* [Task to complete] In the passage about Lovecraft-inspired scents, which company offers The Lovecraft Collection?

* [Passage shown]
VERDICT: MONKEY LOVES

Sep 16, 2009

Now you too can smell like a moist netherworld beast.

Tired of perfumes that lend you the aroma of flowers and Jennifer Lopez? Looking for a replacement to that library-related scent I told you about a few months back?

Well, your prayers to the demon underlords of your nightmares have been answered!

Presenting The Lovecraft Collection from the Black Phoenix Alchemy Lab; "scents inspired by the works of H.P. Lovecraft and the Cthulhu Mythos."

Who's Lovecraft? Why that's H.P. Lovecraft, early 20th century teller of tall tales, many of which surrounded a bizarre mythology of 'the old ones', beasts of unfathomable terror who paraded about our planet long ago.

And what's a Cthulhu? You silly, Cthulhu's not a what, it's a who. And it is this:

Mmm, I'll bet that smells great!

From the description of Cthulhu (the scent):
A creeping, wet, slithering scent, dripping with seaweed, oceanic plants and dark, unfathomable waters.
Doesn't that sound divine? Also available are odours such as Azathoth, R'lyeh, and Shoggoth.

All kidding aside, I am wholly heartened by such efforts to combine a passion for literature with a passion for fragrances. I wholly hope that they embark upon further literary/olfactory adventures. May I suggest Clive Barker's
Cenobite, a lovely commingling of acrid steel and blood-soaked flesh? Or Jeff Vandermeer's Grey Cap, an earthy mushroom with hints of death?

Thank you to the good folks at io9 for bring my attention to this wonderful, wonderful product.

Sep 10, 2009

Arthur Slade's the Hunchback Assignments

Once in a great while I do a few reviews for the venerable Canadian publishing magazine Quill and Quire. They have just posted my review of Arthur Slade's terrific new steampunk novel for young people, The Hunchback Assignments.

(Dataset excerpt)
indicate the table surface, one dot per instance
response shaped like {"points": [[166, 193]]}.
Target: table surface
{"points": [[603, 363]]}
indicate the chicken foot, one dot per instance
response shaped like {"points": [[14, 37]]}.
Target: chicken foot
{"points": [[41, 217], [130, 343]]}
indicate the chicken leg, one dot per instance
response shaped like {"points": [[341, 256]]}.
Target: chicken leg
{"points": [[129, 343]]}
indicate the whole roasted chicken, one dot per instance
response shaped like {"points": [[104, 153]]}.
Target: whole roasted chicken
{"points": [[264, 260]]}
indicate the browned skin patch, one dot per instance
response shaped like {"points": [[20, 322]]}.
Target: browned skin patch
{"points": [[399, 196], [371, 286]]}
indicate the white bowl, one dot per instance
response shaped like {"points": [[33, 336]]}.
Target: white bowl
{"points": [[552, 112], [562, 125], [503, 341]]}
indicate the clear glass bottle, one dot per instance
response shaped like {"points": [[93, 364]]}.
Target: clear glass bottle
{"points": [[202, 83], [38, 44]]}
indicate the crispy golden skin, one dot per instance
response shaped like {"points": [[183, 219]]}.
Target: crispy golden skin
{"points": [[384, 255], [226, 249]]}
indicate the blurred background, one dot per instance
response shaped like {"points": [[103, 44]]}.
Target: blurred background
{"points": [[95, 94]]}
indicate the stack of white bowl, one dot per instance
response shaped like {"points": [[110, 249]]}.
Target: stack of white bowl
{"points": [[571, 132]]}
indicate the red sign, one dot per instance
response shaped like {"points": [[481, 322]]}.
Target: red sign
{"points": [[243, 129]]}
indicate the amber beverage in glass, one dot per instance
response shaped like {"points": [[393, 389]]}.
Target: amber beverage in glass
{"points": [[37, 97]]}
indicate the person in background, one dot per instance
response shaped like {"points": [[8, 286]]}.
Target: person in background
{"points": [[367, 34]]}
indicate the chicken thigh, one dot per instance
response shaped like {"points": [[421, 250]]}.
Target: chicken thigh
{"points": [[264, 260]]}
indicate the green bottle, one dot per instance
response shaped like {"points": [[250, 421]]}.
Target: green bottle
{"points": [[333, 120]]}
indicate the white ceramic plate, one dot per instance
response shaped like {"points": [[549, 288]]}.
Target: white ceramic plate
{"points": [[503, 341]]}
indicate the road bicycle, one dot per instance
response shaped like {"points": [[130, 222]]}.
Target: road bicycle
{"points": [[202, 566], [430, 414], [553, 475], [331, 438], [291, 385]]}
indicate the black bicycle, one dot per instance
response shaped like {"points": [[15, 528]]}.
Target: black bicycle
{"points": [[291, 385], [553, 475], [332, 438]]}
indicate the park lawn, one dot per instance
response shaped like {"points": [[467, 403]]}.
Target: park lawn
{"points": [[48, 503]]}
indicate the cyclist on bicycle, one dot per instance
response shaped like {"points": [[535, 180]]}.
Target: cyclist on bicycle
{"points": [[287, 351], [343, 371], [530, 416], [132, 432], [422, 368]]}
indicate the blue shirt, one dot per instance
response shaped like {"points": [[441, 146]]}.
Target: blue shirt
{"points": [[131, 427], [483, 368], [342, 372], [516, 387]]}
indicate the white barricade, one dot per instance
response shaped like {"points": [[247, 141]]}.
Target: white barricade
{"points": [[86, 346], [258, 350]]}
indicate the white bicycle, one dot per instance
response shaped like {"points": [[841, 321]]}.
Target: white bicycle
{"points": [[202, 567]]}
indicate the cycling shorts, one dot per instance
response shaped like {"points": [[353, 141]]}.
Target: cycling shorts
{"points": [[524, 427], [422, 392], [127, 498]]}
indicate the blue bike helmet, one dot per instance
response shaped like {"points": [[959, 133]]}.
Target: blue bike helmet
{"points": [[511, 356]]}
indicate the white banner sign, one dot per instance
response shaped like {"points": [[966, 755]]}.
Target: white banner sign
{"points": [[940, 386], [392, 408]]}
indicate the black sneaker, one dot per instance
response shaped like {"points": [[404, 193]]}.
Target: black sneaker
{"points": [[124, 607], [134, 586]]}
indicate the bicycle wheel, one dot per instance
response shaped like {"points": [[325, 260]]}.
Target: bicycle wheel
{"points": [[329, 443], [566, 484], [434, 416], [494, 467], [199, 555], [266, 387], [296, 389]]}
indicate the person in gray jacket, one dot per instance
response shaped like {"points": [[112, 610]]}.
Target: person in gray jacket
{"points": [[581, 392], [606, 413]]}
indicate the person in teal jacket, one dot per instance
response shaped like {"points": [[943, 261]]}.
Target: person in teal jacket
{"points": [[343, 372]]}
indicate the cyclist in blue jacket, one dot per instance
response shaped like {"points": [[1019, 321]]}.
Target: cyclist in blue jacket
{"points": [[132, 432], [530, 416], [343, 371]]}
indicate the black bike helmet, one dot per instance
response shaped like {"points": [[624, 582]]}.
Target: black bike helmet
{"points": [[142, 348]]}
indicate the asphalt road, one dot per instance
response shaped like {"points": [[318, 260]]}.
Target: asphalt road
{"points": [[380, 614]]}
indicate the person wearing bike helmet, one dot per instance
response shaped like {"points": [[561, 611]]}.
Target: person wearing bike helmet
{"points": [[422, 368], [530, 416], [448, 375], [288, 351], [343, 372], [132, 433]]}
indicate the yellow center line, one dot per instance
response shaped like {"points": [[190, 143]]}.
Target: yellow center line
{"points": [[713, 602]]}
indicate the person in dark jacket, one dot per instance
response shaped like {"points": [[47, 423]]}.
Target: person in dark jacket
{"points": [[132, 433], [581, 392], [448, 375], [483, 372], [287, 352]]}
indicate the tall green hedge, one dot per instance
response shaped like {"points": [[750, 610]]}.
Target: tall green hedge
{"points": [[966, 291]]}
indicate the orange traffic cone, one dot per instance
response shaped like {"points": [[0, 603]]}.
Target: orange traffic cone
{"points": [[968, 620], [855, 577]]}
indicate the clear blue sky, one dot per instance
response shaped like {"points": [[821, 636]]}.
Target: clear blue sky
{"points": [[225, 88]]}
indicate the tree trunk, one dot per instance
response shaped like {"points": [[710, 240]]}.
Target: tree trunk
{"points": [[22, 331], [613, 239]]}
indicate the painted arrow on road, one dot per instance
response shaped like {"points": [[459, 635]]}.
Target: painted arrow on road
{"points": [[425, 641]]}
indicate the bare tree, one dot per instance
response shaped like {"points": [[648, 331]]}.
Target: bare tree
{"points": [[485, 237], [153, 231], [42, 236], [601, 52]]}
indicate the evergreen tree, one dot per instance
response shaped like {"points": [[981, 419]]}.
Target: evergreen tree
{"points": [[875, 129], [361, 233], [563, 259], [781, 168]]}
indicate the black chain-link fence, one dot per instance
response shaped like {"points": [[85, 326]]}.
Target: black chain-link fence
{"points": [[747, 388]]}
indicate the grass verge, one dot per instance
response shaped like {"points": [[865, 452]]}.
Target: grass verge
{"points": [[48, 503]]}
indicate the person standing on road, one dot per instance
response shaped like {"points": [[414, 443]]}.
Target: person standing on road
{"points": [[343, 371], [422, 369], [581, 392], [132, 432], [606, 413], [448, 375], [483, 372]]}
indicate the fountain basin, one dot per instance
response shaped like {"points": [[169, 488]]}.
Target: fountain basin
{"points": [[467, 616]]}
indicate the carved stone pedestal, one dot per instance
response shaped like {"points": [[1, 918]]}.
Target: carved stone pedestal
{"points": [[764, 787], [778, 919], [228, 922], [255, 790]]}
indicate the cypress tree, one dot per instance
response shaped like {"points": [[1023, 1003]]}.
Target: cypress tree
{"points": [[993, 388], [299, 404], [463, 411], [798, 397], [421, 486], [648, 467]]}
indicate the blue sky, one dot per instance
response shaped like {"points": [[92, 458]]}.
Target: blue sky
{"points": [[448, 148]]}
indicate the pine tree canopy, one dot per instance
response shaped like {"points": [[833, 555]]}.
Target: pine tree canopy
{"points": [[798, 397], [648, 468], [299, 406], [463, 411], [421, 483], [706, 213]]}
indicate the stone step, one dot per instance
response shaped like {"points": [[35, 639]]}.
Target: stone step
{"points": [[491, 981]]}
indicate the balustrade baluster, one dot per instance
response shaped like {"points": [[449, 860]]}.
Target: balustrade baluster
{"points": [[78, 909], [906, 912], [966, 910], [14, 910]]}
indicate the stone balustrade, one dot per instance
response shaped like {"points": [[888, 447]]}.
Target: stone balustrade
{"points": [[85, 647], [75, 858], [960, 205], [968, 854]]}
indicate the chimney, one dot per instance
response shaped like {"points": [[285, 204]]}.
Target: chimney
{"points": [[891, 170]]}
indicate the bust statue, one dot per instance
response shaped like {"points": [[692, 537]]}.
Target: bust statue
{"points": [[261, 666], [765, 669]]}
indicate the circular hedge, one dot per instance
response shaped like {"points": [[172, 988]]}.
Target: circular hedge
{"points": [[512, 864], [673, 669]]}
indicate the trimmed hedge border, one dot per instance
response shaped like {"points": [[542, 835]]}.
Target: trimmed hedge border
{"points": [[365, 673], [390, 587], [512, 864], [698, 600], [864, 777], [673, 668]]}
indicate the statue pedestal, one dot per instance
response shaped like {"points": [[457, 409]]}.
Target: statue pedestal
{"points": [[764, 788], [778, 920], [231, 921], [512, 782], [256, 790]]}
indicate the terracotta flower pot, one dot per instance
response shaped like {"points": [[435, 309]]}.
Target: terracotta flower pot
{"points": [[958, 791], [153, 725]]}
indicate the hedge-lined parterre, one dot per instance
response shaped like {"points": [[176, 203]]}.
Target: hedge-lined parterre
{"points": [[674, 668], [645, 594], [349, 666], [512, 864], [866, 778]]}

* [Task answer] The Black Phoenix Alchemy Lab.